**Pointing dataset excerpts**
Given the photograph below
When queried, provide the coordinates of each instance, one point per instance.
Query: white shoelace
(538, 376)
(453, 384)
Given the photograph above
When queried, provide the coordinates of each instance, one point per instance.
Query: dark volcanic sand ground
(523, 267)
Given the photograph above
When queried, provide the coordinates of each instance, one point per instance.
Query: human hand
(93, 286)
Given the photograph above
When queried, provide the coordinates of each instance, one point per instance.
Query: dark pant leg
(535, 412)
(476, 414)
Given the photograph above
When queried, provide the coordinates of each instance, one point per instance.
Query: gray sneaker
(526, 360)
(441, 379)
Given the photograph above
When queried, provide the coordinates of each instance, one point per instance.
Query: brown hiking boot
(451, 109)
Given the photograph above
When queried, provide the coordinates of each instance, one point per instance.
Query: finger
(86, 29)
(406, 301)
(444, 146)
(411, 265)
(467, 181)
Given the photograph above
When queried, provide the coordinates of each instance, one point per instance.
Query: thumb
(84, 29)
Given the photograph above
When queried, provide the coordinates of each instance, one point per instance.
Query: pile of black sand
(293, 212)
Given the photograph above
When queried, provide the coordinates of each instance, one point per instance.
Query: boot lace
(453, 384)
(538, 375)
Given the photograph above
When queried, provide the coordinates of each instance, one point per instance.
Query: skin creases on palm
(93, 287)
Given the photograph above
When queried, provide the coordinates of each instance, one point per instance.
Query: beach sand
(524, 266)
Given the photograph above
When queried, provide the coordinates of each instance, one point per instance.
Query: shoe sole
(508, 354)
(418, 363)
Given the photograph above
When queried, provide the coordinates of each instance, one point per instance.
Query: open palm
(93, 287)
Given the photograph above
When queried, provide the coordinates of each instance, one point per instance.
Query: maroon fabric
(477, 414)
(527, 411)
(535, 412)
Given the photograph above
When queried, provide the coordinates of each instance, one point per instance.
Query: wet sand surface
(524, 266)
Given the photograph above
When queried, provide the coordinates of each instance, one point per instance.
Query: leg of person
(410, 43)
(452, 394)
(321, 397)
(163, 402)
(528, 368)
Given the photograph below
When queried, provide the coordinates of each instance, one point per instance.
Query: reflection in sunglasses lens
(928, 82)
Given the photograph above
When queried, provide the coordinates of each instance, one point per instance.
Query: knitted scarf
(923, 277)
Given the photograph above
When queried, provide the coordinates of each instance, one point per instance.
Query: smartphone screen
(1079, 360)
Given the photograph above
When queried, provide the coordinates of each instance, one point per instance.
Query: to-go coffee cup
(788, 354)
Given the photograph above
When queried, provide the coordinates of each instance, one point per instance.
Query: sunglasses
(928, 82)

**Exercise**
Your task is to retype all the records above with nothing left out.

**Task answer**
Given the photograph below
When queried, provide the coordinates of each instance, one point per instance.
Query: white shoelace
(538, 376)
(453, 384)
Given the photograph above
When queried, provide the coordinates of each instance, one point per instance.
Query: dark volcanic sand ground
(523, 267)
Given the photograph above
When queried, provide the coordinates of each instance, one point per instance.
Query: human hand
(93, 286)
Given the photograph above
When queried, provide the coordinates of each instance, one point per instance.
Query: dark pant leg
(535, 412)
(476, 414)
Given the photograph above
When queried, provide the coordinates of each instance, one point per instance.
Query: gray sneaker
(526, 360)
(441, 379)
Given the photograph above
When queried, provide the coordinates of each instance, one point per instance.
Query: brown hiking boot
(451, 109)
Given the photograph above
When queried, provide the coordinates of each instance, one point per instance.
Query: finger
(86, 29)
(406, 301)
(444, 146)
(411, 265)
(467, 181)
Given the photograph above
When queried, provide the coordinates of each instance, one point per instance.
Query: thumb
(84, 29)
Given the photograph above
When queried, provide the coordinates of each instance, one point per instance.
Query: pile of black sand
(293, 212)
Given the photograph above
When queried, provide the coordinates of each instance, one point per instance.
Query: boot lace
(453, 384)
(538, 375)
Given the photograph above
When queried, provide the coordinates of each instance, one point per instance.
Query: skin creases on palm
(93, 287)
Given the photograph above
When queried, provide the coordinates of each instance, one point per instance.
Query: beach sand
(524, 266)
Given the photograph above
When queried, provide the coordinates of each instance, one point per instance.
Query: shoe sole
(508, 354)
(418, 363)
Given the photograph above
When queried, provide the coordinates of each instance, one point per instance.
Query: open palm
(93, 287)
Given the photograph above
When queried, provide the coordinates of each instance, one point per instance.
Query: maroon fabric
(477, 414)
(527, 411)
(535, 412)
Given the photograph above
When queried, provide the coordinates of each instance, one point per instance.
Query: wet sand surface
(524, 266)
Given the photograph above
When queried, provide the coordinates of each instance, one point per instance.
Query: leg of person
(410, 43)
(452, 394)
(321, 397)
(163, 402)
(528, 368)
Given the photograph below
When queried, provide the coordinates of each instance, one point per instance.
Query: reflection in sunglasses lens
(928, 82)
Given the photograph above
When queried, provide the coordinates of each instance, one point per instance.
Query: knitted scarf
(923, 277)
Given the photograph above
When queried, provide the coordinates of each instance, one point per instance.
Query: smartphone screen
(1079, 360)
Given the photograph above
When queried, provide the coordinates of each instance, one point per instance.
Query: to-go coffee cup
(788, 354)
Given the photograph above
When queried, provide the coordinates of each instance, one point per instance.
Query: sunglasses
(928, 82)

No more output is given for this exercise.